● Passage provided:
I bought this cymbal at a Local NYC drum shop for 205. I've played both Zildjian and Sabian for years, and although about a decade ago, I was mostly on Sabian, Zildjian came back in a BIG way and I converted back to all Zildjian over 6 years ago and haven't looked back- except for ONE problem... I couldn't find a Zildjian china to replace a Sabian 16" AA China in bright finish... The little Sabian AA is truly irreplaceable- I still play it out because it is my little workhorse china. However I finally found a Zildjian that rivals even the Sabian for sound, and thus I use it for my home/studio kit- read below for why...
Like I said, this is literally the ONLY china I've found in the entire Zildjian line that does what the Sabian does for me: Offer incredible initial attack and projection and a super fast decay. China's are very tough to shop for, because in a store, without the band around, it's tough to see how the cymbal will musically meld into the overall sound. The Sabian is awesome live because the bright finish actually makes the sound a bit darker (not many people understand this, but since the latheing lines are toned down, "bright finish" cymbals have a slightly darker and warmer tone than traditional finish). The zildjian is actually a bit faster than the Sabian in terms of that initial super-trash sound, however the ringing overtones stay a bit longer, BUT, the overtones are so muted that they don't "show up" in the music, so the result is a perfect Trash attack that doesn't stick around for very long at all- and it fades very smoothly on recordings, so Ive' finally found what I needed. Best China I've ever played!

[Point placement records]

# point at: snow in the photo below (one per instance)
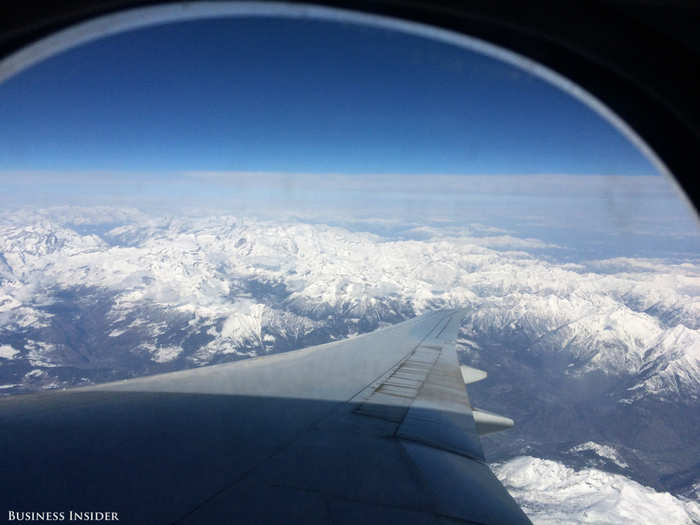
(8, 352)
(623, 316)
(603, 451)
(552, 493)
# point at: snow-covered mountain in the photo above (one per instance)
(230, 278)
(598, 361)
(550, 492)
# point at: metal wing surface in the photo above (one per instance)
(374, 429)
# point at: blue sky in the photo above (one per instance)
(334, 123)
(296, 96)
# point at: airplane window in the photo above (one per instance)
(206, 191)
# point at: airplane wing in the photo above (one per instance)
(374, 429)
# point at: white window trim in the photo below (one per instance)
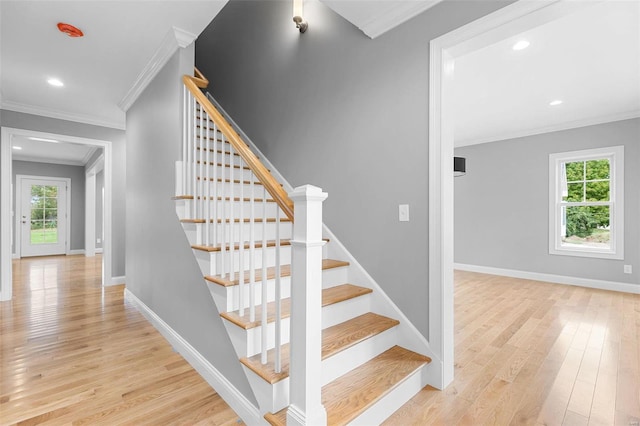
(616, 154)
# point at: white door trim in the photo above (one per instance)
(508, 21)
(18, 197)
(6, 203)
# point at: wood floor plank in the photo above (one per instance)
(73, 352)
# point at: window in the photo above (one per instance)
(586, 197)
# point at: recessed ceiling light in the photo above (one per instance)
(55, 82)
(70, 30)
(43, 140)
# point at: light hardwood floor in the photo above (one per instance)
(534, 353)
(75, 353)
(526, 353)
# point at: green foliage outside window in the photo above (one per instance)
(587, 181)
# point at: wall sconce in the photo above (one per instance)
(459, 166)
(301, 24)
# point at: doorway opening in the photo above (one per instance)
(504, 23)
(8, 211)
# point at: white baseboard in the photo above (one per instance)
(116, 280)
(247, 411)
(556, 279)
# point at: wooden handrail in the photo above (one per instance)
(194, 84)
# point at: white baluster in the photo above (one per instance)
(207, 194)
(252, 254)
(223, 214)
(264, 278)
(278, 296)
(231, 213)
(241, 239)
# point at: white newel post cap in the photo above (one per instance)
(308, 193)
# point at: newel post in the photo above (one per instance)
(305, 367)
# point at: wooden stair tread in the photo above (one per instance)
(245, 199)
(285, 271)
(237, 220)
(351, 394)
(329, 297)
(334, 340)
(258, 244)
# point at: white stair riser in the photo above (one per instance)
(271, 398)
(248, 342)
(274, 397)
(212, 263)
(345, 361)
(392, 401)
(346, 310)
(196, 232)
(228, 298)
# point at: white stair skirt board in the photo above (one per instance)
(248, 412)
(228, 298)
(195, 231)
(395, 399)
(211, 262)
(556, 279)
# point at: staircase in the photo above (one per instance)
(240, 224)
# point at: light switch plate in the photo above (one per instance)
(403, 212)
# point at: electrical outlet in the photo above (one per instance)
(403, 212)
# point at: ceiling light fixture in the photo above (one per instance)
(301, 24)
(70, 30)
(521, 45)
(55, 82)
(43, 140)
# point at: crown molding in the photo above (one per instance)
(62, 115)
(176, 38)
(548, 129)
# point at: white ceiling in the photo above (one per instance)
(58, 152)
(589, 59)
(99, 69)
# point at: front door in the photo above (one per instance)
(43, 217)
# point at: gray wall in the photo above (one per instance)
(338, 110)
(161, 269)
(76, 174)
(117, 137)
(99, 208)
(501, 205)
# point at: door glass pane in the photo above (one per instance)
(44, 214)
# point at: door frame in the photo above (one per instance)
(7, 208)
(506, 22)
(18, 198)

● Task prompt: Set down the entire cymbal review word for word. Work from the cymbal review alone.

● Response to this task:
I bought this cymbal at a Local NYC drum shop for 205. I've played both Zildjian and Sabian for years, and although about a decade ago, I was mostly on Sabian, Zildjian came back in a BIG way and I converted back to all Zildjian over 6 years ago and haven't looked back- except for ONE problem... I couldn't find a Zildjian china to replace a Sabian 16" AA China in bright finish... The little Sabian AA is truly irreplaceable- I still play it out because it is my little workhorse china. However I finally found a Zildjian that rivals even the Sabian for sound, and thus I use it for my home/studio kit- read below for why...
Like I said, this is literally the ONLY china I've found in the entire Zildjian line that does what the Sabian does for me: Offer incredible initial attack and projection and a super fast decay. China's are very tough to shop for, because in a store, without the band around, it's tough to see how the cymbal will musically meld into the overall sound. The Sabian is awesome live because the bright finish actually makes the sound a bit darker (not many people understand this, but since the latheing lines are toned down, "bright finish" cymbals have a slightly darker and warmer tone than traditional finish). The zildjian is actually a bit faster than the Sabian in terms of that initial super-trash sound, however the ringing overtones stay a bit longer, BUT, the overtones are so muted that they don't "show up" in the music, so the result is a perfect Trash attack that doesn't stick around for very long at all- and it fades very smoothly on recordings, so Ive' finally found what I needed. Best China I've ever played!